§ やること:
資料の「truck wheel」をすべて「front tire」に置き換えて更新してください。ほかの部分はそのままにしてください。

==== 課題の資料

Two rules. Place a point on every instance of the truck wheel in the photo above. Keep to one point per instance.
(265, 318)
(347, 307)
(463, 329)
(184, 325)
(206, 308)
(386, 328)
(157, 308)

========

§ 期待される答え:
Two rules. Place a point on every instance of the front tire in the photo above. Keep to one point per instance.
(265, 318)
(347, 307)
(463, 329)
(184, 325)
(206, 308)
(386, 328)
(157, 308)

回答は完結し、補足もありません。